### WHAT IS NEEDED:
List every line of the records below that contains the word "approximate". Case counts.

::: RECORDS FOR THE TASK :::

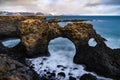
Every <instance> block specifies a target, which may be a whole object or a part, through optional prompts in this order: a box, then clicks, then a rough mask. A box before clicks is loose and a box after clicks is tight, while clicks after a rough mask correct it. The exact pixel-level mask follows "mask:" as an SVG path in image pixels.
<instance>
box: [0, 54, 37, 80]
mask: <svg viewBox="0 0 120 80" xmlns="http://www.w3.org/2000/svg"><path fill="white" fill-rule="evenodd" d="M0 80H39V79H38V78H37V77H36V76H35V74H34V73H33V72H32V71H31V70H30V68H29V67H26V66H25V65H23V64H22V63H20V62H18V61H16V60H13V59H11V58H10V57H8V56H7V55H6V54H0Z"/></svg>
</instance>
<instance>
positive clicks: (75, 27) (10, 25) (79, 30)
mask: <svg viewBox="0 0 120 80" xmlns="http://www.w3.org/2000/svg"><path fill="white" fill-rule="evenodd" d="M5 20H6V21H5ZM10 21H11V22H10ZM4 26H6V27H4ZM9 27H10V28H9ZM7 28H9V29H7ZM12 28H14V29H12ZM11 30H12V31H11ZM13 33H14V34H13ZM8 34H9V35H18V36H19V37H20V38H21V45H22V46H23V47H24V49H25V50H24V54H25V55H27V57H34V56H36V57H38V55H39V56H49V55H50V53H49V52H48V44H49V42H50V40H52V39H54V38H57V37H65V38H68V39H70V40H71V41H72V42H73V43H74V44H75V47H76V54H75V56H74V63H76V64H83V65H85V66H86V69H87V70H89V71H95V72H96V73H98V74H100V75H104V76H107V77H112V78H115V79H120V49H115V50H112V49H110V48H109V47H107V46H106V44H105V42H104V41H106V39H104V38H103V37H101V36H100V35H99V34H97V33H96V31H95V30H94V29H93V26H92V25H91V24H89V23H85V22H75V23H69V24H68V25H66V26H65V27H64V28H61V27H60V26H59V25H58V24H57V23H55V22H50V23H48V22H46V21H45V17H36V16H35V17H10V18H9V17H8V20H7V17H0V36H2V35H8ZM9 35H8V36H9ZM91 38H94V40H95V41H96V42H97V45H96V46H95V47H91V46H89V45H88V41H89V40H90V39H91ZM18 48H19V46H18V47H17V48H14V49H16V51H17V50H18ZM13 52H14V51H13Z"/></svg>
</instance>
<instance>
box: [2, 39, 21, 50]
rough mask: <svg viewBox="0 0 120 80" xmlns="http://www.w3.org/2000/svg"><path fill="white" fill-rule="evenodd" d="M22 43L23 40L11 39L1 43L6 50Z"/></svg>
mask: <svg viewBox="0 0 120 80" xmlns="http://www.w3.org/2000/svg"><path fill="white" fill-rule="evenodd" d="M20 42H21V40H20V39H19V38H10V39H6V40H3V41H2V42H1V43H2V45H3V46H4V47H6V48H13V47H15V46H17V45H19V43H20Z"/></svg>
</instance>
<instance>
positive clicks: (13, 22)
mask: <svg viewBox="0 0 120 80" xmlns="http://www.w3.org/2000/svg"><path fill="white" fill-rule="evenodd" d="M30 18H32V19H43V20H44V18H45V17H44V16H36V17H34V16H0V39H5V38H8V37H10V38H11V37H13V38H14V37H15V38H16V37H20V36H19V32H18V24H19V22H20V21H23V20H26V19H30Z"/></svg>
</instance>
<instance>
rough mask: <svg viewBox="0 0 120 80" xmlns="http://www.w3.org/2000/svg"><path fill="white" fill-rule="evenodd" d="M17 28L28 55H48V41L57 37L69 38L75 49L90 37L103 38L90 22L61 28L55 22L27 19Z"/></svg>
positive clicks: (84, 44)
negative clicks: (54, 22)
mask: <svg viewBox="0 0 120 80" xmlns="http://www.w3.org/2000/svg"><path fill="white" fill-rule="evenodd" d="M19 30H20V34H21V38H22V39H21V40H22V43H23V44H24V45H25V46H26V49H27V51H28V55H35V54H36V53H39V54H41V55H42V54H43V55H49V53H48V44H49V41H50V40H52V39H54V38H57V37H66V38H68V39H70V40H71V41H72V42H73V43H74V44H75V46H76V48H77V49H78V48H79V46H81V45H86V44H88V41H89V39H90V38H95V40H96V42H98V41H99V42H100V41H101V43H104V39H103V38H101V37H100V36H99V35H97V34H96V32H95V30H94V29H93V27H92V25H91V24H88V23H82V22H78V23H73V24H72V23H71V24H68V25H67V26H65V27H64V28H61V27H59V25H58V24H57V23H46V22H45V21H40V20H38V19H27V20H25V21H22V22H21V23H20V25H19Z"/></svg>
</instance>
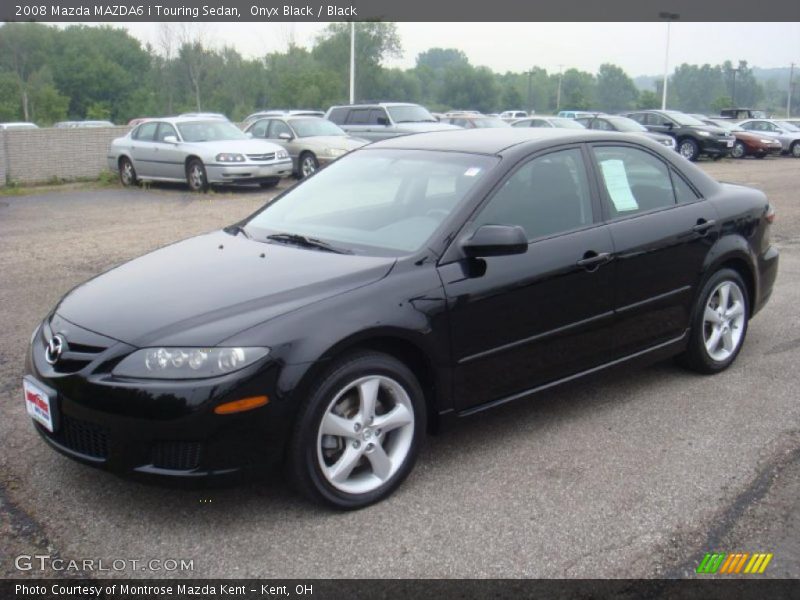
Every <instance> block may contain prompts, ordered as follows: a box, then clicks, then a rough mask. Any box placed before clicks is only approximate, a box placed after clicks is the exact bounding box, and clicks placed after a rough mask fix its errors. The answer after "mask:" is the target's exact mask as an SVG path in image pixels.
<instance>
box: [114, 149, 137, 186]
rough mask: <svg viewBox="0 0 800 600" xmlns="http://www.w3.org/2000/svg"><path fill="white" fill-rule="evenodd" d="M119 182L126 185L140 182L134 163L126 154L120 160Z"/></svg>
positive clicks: (135, 184)
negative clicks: (134, 166)
mask: <svg viewBox="0 0 800 600" xmlns="http://www.w3.org/2000/svg"><path fill="white" fill-rule="evenodd" d="M119 182H120V183H121V184H122V185H123V186H125V187H130V186H134V185H136V184H137V183H138V182H139V179H138V178H137V177H136V169H134V168H133V163H132V162H131V160H130V159H129V158H127V157H125V156H123V157H122V158H121V159H120V160H119Z"/></svg>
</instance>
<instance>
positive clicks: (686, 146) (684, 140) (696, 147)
mask: <svg viewBox="0 0 800 600" xmlns="http://www.w3.org/2000/svg"><path fill="white" fill-rule="evenodd" d="M678 152H679V153H680V155H681V156H682V157H683V158H685V159H686V160H691V161H695V160H697V157H698V156H700V147H699V146H698V145H697V142H695V141H694V140H693V139H692V138H686V139H683V140H681V141H680V142H679V143H678Z"/></svg>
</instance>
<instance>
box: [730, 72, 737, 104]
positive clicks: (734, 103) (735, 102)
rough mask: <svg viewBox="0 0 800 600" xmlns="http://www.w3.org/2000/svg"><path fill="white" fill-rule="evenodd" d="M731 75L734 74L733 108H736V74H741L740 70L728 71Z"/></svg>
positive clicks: (733, 87) (733, 85)
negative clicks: (739, 70) (739, 73)
mask: <svg viewBox="0 0 800 600" xmlns="http://www.w3.org/2000/svg"><path fill="white" fill-rule="evenodd" d="M728 71H730V72H731V73H733V90H732V91H731V104H733V108H736V73H738V72H739V69H728Z"/></svg>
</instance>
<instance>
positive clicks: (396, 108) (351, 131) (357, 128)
mask: <svg viewBox="0 0 800 600" xmlns="http://www.w3.org/2000/svg"><path fill="white" fill-rule="evenodd" d="M325 118H326V119H328V120H329V121H333V122H334V123H336V124H337V125H338V126H339V127H341V128H342V129H344V130H345V131H346V132H347V133H349V134H350V135H354V136H356V137H360V138H362V139H365V140H369V141H370V142H374V141H377V140H385V139H388V138H392V137H396V136H398V135H406V134H409V133H422V132H424V131H440V130H444V129H459V127H456V126H454V125H447V124H445V123H440V122H439V121H437V120H436V118H435V117H434V116H433V115H432V114H431V113H429V112H428V109H426V108H425V107H423V106H420V105H419V104H407V103H403V102H377V103H375V104H349V105H347V106H332V107H330V108H329V109H328V112H327V113H326V114H325Z"/></svg>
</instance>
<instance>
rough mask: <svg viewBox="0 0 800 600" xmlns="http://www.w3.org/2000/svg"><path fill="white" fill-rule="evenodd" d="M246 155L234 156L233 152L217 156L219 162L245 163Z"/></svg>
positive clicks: (217, 155) (217, 161)
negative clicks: (236, 162) (234, 162)
mask: <svg viewBox="0 0 800 600" xmlns="http://www.w3.org/2000/svg"><path fill="white" fill-rule="evenodd" d="M244 161H245V158H244V154H234V153H231V152H223V153H221V154H217V162H244Z"/></svg>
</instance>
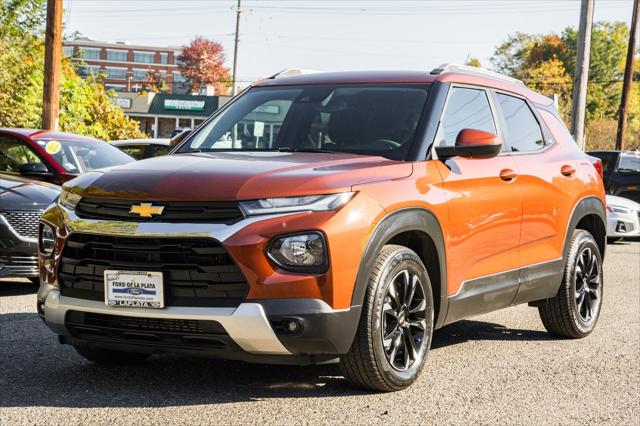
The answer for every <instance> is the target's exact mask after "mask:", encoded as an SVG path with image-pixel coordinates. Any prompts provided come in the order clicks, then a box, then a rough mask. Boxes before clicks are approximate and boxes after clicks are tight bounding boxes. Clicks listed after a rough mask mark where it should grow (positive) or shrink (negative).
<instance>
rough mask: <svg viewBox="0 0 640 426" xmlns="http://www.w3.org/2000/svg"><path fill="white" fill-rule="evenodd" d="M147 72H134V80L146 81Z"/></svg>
mask: <svg viewBox="0 0 640 426" xmlns="http://www.w3.org/2000/svg"><path fill="white" fill-rule="evenodd" d="M147 75H148V73H147V71H146V70H133V79H134V80H137V81H144V80H146V79H147Z"/></svg>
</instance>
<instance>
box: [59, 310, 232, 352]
mask: <svg viewBox="0 0 640 426" xmlns="http://www.w3.org/2000/svg"><path fill="white" fill-rule="evenodd" d="M65 326H66V327H67V329H68V330H69V331H70V332H71V335H73V336H74V337H77V338H80V339H84V340H107V341H116V342H124V343H136V344H144V345H156V346H174V347H183V348H194V349H224V348H227V347H228V346H229V344H230V339H229V335H228V334H227V332H226V330H225V329H224V327H223V326H222V324H220V323H219V322H217V321H209V320H206V321H205V320H184V319H168V318H139V317H127V316H122V315H107V314H99V313H94V312H80V311H69V312H67V316H66V318H65Z"/></svg>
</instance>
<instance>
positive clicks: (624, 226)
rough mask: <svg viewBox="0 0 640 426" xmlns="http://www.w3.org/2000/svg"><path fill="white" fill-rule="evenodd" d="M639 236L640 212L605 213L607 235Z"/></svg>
mask: <svg viewBox="0 0 640 426" xmlns="http://www.w3.org/2000/svg"><path fill="white" fill-rule="evenodd" d="M637 236H640V214H639V213H638V212H635V211H633V212H631V213H618V212H609V214H607V237H609V238H612V237H613V238H623V237H637Z"/></svg>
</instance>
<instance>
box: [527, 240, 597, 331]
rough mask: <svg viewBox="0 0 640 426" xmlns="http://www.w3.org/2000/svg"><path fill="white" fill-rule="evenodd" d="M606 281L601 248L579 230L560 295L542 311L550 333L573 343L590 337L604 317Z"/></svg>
mask: <svg viewBox="0 0 640 426" xmlns="http://www.w3.org/2000/svg"><path fill="white" fill-rule="evenodd" d="M603 281H604V280H603V274H602V256H601V255H600V249H599V248H598V244H597V243H596V241H595V239H594V238H593V236H592V235H591V234H590V233H589V232H587V231H585V230H583V229H576V230H575V231H573V236H572V238H571V243H570V244H569V253H568V256H567V264H566V266H565V271H564V277H563V279H562V284H561V285H560V289H559V290H558V294H557V295H556V296H555V297H554V298H552V299H547V300H546V301H544V303H543V304H541V305H540V306H539V307H538V312H539V313H540V319H541V320H542V324H544V327H545V328H546V329H547V331H548V332H549V333H551V334H555V335H556V336H560V337H568V338H572V339H581V338H583V337H586V336H588V335H589V334H590V333H591V332H592V331H593V329H594V328H595V326H596V323H597V322H598V318H599V316H600V308H601V306H602V286H603Z"/></svg>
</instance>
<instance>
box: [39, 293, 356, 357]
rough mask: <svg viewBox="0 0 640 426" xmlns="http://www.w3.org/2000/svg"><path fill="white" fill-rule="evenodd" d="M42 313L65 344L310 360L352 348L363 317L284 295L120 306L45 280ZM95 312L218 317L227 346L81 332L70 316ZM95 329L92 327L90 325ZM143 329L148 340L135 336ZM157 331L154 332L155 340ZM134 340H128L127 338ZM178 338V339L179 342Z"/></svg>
mask: <svg viewBox="0 0 640 426" xmlns="http://www.w3.org/2000/svg"><path fill="white" fill-rule="evenodd" d="M38 312H39V314H40V315H41V316H42V318H43V319H44V321H45V322H46V324H47V325H48V326H49V328H50V329H51V330H52V331H53V332H55V333H56V334H58V335H59V336H61V341H62V342H63V343H71V344H73V343H77V342H82V343H91V344H95V345H97V346H102V347H106V348H111V349H119V350H125V351H126V350H129V351H135V352H146V353H165V352H190V353H194V352H196V353H199V354H201V355H205V356H213V357H219V358H231V359H242V360H245V361H249V362H269V363H271V362H276V363H292V364H309V363H318V362H324V361H326V360H329V359H332V358H336V356H337V355H340V354H344V353H346V352H347V351H348V350H349V347H350V346H351V342H352V340H353V336H354V332H355V327H356V326H357V322H358V318H359V316H360V309H359V308H351V309H346V310H333V309H331V308H330V307H329V306H328V305H327V304H326V303H325V302H323V301H322V300H317V299H280V300H266V301H256V302H255V303H253V302H245V303H242V304H240V305H239V306H238V307H237V308H205V307H177V306H176V307H166V308H164V309H143V308H122V307H112V306H107V305H105V304H104V303H103V302H98V301H90V300H81V299H75V298H70V297H64V296H62V295H61V294H60V291H59V290H58V289H57V288H55V287H53V286H50V285H48V284H43V285H42V286H41V287H40V290H39V292H38ZM78 312H81V313H91V314H94V315H95V314H98V315H108V316H117V318H124V319H131V318H137V319H142V320H143V321H145V322H148V321H149V320H195V321H209V322H210V321H214V322H216V323H219V324H220V325H221V326H222V327H223V328H224V332H225V334H224V337H221V339H226V340H227V343H228V344H226V345H222V346H219V347H215V348H214V347H209V348H207V347H199V348H195V350H194V347H193V346H190V345H189V344H188V343H185V342H186V338H187V337H193V336H175V338H174V343H167V342H166V340H163V339H161V338H164V337H166V336H165V335H162V334H161V333H157V334H158V336H159V337H160V338H157V337H158V336H156V334H154V332H148V331H147V332H145V333H139V332H132V331H131V330H129V331H127V332H126V333H124V334H123V333H120V334H118V335H117V336H116V335H114V334H113V330H104V329H102V330H97V329H96V330H93V332H92V333H88V334H87V333H82V334H78V333H77V332H76V329H75V328H73V325H70V322H69V315H71V314H74V315H75V314H77V313H78ZM292 320H293V321H295V322H297V323H298V324H299V325H300V330H299V332H296V333H294V334H291V333H287V332H284V333H282V330H280V329H278V333H276V331H274V325H277V324H280V323H282V322H283V321H292ZM85 329H86V330H85V331H87V330H88V331H91V329H92V327H86V328H85ZM142 334H144V336H143V337H144V340H139V339H137V337H140V336H142ZM154 336H155V337H156V338H155V339H154ZM128 339H130V340H128ZM175 342H178V343H177V344H176V343H175Z"/></svg>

:::

### RESULT FOR THIS TASK:
Every <instance> block may contain prompts, ordered as follows: a box, then clicks, then a rough mask. Any box placed before clicks is only approximate, a box placed after clicks is the exact bounding box, and clicks placed after a rough mask fix its errors. The answer after "mask:" is the target's exact mask as an SVG path in image pixels.
The answer for every <instance> is the target's exact mask after "mask:", encoded as an SVG path with image-pixel coordinates. Any prompts provided come in the order clicks, then a box, then a rough mask. Boxes before clicks are approximate and boxes after clicks are tight bounding boxes. Clicks listed after a rough mask mark where it should grow (positive) or shrink (negative).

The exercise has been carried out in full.